■ **WORK REQUIRED**:
When you have read the listing, copy all of it without any change.

____________

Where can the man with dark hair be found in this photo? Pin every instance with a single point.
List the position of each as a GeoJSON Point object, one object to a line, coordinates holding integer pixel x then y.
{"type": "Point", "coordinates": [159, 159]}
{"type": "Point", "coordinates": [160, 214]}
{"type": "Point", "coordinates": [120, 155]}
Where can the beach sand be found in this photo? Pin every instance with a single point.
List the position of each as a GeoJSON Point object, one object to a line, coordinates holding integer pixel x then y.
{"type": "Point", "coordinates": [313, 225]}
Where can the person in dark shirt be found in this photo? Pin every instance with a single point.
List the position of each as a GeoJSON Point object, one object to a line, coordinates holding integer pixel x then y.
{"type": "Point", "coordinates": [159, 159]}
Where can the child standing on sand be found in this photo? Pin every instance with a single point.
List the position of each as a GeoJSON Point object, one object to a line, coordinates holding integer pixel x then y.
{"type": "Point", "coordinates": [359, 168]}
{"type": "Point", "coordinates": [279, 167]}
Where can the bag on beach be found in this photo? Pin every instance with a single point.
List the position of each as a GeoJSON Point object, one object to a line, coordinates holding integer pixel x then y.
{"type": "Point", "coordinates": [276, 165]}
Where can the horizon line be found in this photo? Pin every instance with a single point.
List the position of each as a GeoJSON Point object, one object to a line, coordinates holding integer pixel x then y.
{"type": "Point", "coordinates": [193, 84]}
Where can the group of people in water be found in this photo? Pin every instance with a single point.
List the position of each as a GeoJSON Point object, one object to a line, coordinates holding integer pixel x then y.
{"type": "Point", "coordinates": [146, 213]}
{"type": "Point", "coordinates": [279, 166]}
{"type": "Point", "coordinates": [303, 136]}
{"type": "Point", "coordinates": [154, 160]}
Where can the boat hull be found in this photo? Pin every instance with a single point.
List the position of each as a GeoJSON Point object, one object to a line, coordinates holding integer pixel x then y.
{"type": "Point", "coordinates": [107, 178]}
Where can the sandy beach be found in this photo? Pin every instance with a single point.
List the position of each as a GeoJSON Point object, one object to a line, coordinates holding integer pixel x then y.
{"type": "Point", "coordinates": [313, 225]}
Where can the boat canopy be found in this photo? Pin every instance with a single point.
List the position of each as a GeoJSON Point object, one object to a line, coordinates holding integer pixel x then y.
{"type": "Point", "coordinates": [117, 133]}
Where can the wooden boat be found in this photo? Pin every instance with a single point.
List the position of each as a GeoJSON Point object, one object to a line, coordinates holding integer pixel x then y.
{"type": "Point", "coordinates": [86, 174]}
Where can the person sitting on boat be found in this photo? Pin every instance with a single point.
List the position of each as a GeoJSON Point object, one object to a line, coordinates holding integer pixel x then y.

____________

■ **ANSWER BOX**:
Where can the man with dark hair be found in this photo? Pin every instance with a single point.
List the position of each as a GeoJSON Point object, one object to a line, coordinates holding integer pixel x then y.
{"type": "Point", "coordinates": [159, 159]}
{"type": "Point", "coordinates": [160, 214]}
{"type": "Point", "coordinates": [120, 155]}
Where can the beach sand be found in this photo? Pin every instance with a single point.
List the position of each as a GeoJSON Point object, one object to a line, coordinates holding integer pixel x then y.
{"type": "Point", "coordinates": [313, 225]}
Where can the person in dark shirt be found in this photo? Pin every instance with a single point.
List the position of each as a GeoJSON Point object, one object to a line, coordinates holding integer pixel x then y.
{"type": "Point", "coordinates": [159, 159]}
Where can the child standing on sand be found in this photo? Pin every instance with a single point.
List the position of each as a GeoJSON Point object, one object to a line, coordinates holding integer pixel x then y.
{"type": "Point", "coordinates": [359, 168]}
{"type": "Point", "coordinates": [279, 167]}
Where can the bag on beach be found in this photo? Pin every instance with a single point.
List the position of each as a GeoJSON Point object, one object to a line, coordinates holding integer pixel x then y.
{"type": "Point", "coordinates": [276, 165]}
Where can the horizon line be found in this photo? Pin every instance with a single point.
List the position of each as a GeoJSON Point object, one object to a line, coordinates holding integer pixel x then y.
{"type": "Point", "coordinates": [193, 84]}
Where can the group of people in water be found in this photo? Pin every instance with a single point.
List the position of each as a GeoJSON Point object, one object to a line, coordinates holding integer pixel x then y.
{"type": "Point", "coordinates": [146, 213]}
{"type": "Point", "coordinates": [279, 166]}
{"type": "Point", "coordinates": [303, 136]}
{"type": "Point", "coordinates": [154, 160]}
Where can the boat hull be found in this photo? Pin every instance with a single point.
List the position of each as a GeoJSON Point object, one object to a line, coordinates holding integer pixel x then y.
{"type": "Point", "coordinates": [107, 178]}
Where can the sandy beach be found in this photo? Pin every instance with a single point.
List the position of each as a GeoJSON Point object, one object to a line, coordinates holding integer pixel x then y.
{"type": "Point", "coordinates": [313, 225]}
Where can the boat canopy be found in this photo? Pin every instance with a single point.
List the position of each as a GeoJSON Point object, one object to a line, coordinates holding integer pixel x then y.
{"type": "Point", "coordinates": [117, 133]}
Where can the wooden boat be found in this photo? Pin every instance with a single point.
List the position of each as a GeoJSON Point object, one object to a line, coordinates holding integer pixel x then y.
{"type": "Point", "coordinates": [86, 174]}
Where can the person sitting on boat be found in this photo? Pin every instance with a single point.
List the position of each as a GeoJSON Point object, one object to a line, coordinates holding integer pixel x then y.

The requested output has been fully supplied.